Segmentation dataset rows:
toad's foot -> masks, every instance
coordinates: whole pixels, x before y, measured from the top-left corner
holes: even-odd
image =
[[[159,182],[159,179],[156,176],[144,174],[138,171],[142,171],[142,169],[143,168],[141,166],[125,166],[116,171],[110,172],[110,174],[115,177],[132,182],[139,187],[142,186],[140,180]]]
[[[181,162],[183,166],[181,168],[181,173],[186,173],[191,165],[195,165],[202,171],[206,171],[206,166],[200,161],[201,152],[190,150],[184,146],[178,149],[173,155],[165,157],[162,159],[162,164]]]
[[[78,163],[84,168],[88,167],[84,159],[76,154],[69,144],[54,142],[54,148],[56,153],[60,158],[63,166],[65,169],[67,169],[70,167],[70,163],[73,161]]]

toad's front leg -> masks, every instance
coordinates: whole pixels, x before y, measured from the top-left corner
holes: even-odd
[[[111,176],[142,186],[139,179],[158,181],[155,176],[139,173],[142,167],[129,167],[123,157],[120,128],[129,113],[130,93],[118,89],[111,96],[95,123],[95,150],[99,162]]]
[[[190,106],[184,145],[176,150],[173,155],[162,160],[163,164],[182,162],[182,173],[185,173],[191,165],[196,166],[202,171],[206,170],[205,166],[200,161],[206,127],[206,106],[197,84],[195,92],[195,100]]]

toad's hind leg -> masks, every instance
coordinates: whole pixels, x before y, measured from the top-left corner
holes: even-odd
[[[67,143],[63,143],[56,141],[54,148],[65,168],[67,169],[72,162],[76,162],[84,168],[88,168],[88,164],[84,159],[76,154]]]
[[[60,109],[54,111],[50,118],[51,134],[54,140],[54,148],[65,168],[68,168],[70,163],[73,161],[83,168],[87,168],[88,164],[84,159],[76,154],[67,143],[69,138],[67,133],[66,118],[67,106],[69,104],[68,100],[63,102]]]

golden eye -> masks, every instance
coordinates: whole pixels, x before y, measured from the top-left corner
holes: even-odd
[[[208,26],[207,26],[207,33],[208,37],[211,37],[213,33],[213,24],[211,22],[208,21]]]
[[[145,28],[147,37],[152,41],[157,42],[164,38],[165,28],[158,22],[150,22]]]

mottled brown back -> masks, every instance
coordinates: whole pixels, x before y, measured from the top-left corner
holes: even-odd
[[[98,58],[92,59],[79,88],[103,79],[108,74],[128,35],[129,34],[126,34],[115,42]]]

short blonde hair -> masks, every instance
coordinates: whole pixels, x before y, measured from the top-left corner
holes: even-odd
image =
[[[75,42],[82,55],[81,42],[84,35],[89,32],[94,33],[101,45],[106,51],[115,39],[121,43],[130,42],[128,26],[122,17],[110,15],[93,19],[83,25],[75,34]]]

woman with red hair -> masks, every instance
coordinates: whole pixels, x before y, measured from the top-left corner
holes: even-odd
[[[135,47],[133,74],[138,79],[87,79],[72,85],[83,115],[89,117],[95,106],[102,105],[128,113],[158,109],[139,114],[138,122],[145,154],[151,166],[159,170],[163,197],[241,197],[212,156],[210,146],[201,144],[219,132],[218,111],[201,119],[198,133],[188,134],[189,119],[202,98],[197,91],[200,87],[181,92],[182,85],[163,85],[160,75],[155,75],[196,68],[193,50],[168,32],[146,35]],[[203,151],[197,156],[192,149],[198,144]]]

To be done. Recast the rows above as a two-column CSV with the header "prompt,masks". Give one line per row: its full text goes in "prompt" and all of its answer goes in "masks", with each field in double quotes and every line break in it replaced by a space.

Result.
prompt,masks
"toad's foot -> masks, every instance coordinates: whole pixels, x before y, measured from the top-left corner holes: even-odd image =","[[[159,182],[159,179],[156,176],[144,174],[138,171],[142,171],[142,169],[143,168],[141,166],[125,166],[116,171],[110,172],[110,174],[115,177],[132,182],[139,187],[142,186],[140,180]]] [[[181,162],[183,166],[181,168],[181,173],[186,173],[191,165],[195,165],[202,171],[206,171],[206,166],[200,161],[201,152],[190,150],[184,146],[178,149],[173,155],[165,157],[162,159],[162,164]]] [[[78,163],[84,168],[88,167],[84,159],[76,154],[69,144],[54,142],[54,148],[56,153],[60,158],[63,166],[65,169],[67,169],[70,167],[70,163],[73,161]]]"
"toad's front leg -> masks, every instance coordinates: whole pixels, x before y, measured from the top-left corner holes: even-odd","[[[111,176],[142,186],[139,179],[158,181],[155,176],[139,173],[142,167],[129,167],[123,157],[120,128],[129,113],[130,93],[118,89],[111,96],[95,123],[95,150],[99,162]]] [[[190,106],[184,145],[176,150],[173,155],[162,160],[163,164],[182,162],[182,173],[185,173],[191,165],[196,166],[202,171],[206,170],[205,166],[200,161],[206,127],[206,106],[197,84],[195,92],[195,100]]]"
"toad's hind leg -> masks, every instance coordinates: whole pixels, x before y, measured from the top-left corner holes: even-odd","[[[67,143],[63,143],[56,141],[54,148],[65,168],[67,169],[72,162],[76,162],[84,168],[88,168],[88,164],[84,159],[76,154]]] [[[60,109],[54,111],[50,118],[51,134],[54,140],[54,148],[65,168],[68,168],[70,163],[73,161],[83,168],[87,168],[88,164],[84,159],[76,154],[67,143],[69,138],[67,133],[66,118],[67,106],[69,104],[68,100],[63,102]]]"
"golden eye -> masks, every instance coordinates: whole pixels, x before y, measured from the top-left corner holes: even-odd","[[[208,26],[207,26],[207,33],[208,37],[211,37],[213,33],[213,24],[211,22],[208,21]]] [[[145,28],[147,37],[152,41],[157,42],[164,38],[165,28],[158,22],[150,22]]]"
"mottled brown back -> masks, every instance coordinates: whole pixels, x before y, measured from the top-left corner holes: even-odd","[[[98,58],[92,59],[79,88],[103,79],[108,74],[128,35],[129,34],[126,34],[115,42]]]"
"short blonde hair -> masks, every instance coordinates: whole pixels, x before y, measured from the top-left corner holes: even-odd image =","[[[75,42],[82,55],[81,42],[84,35],[89,32],[94,33],[101,45],[106,51],[115,39],[121,43],[130,42],[128,26],[122,17],[110,15],[93,19],[83,25],[75,34]]]"
"woman with red hair -> masks, every instance coordinates: whole pixels, x before y, measured from the top-left corner holes: even-odd","[[[135,47],[133,74],[138,79],[87,79],[72,85],[83,115],[89,117],[95,106],[102,105],[128,113],[158,109],[139,114],[138,122],[145,154],[151,166],[159,170],[163,197],[241,197],[212,156],[210,146],[201,144],[219,132],[218,111],[201,119],[198,133],[188,134],[189,119],[202,98],[197,91],[200,87],[181,92],[182,85],[163,85],[160,75],[155,75],[196,68],[193,50],[168,32],[146,35]],[[203,151],[197,156],[192,149],[198,144]]]"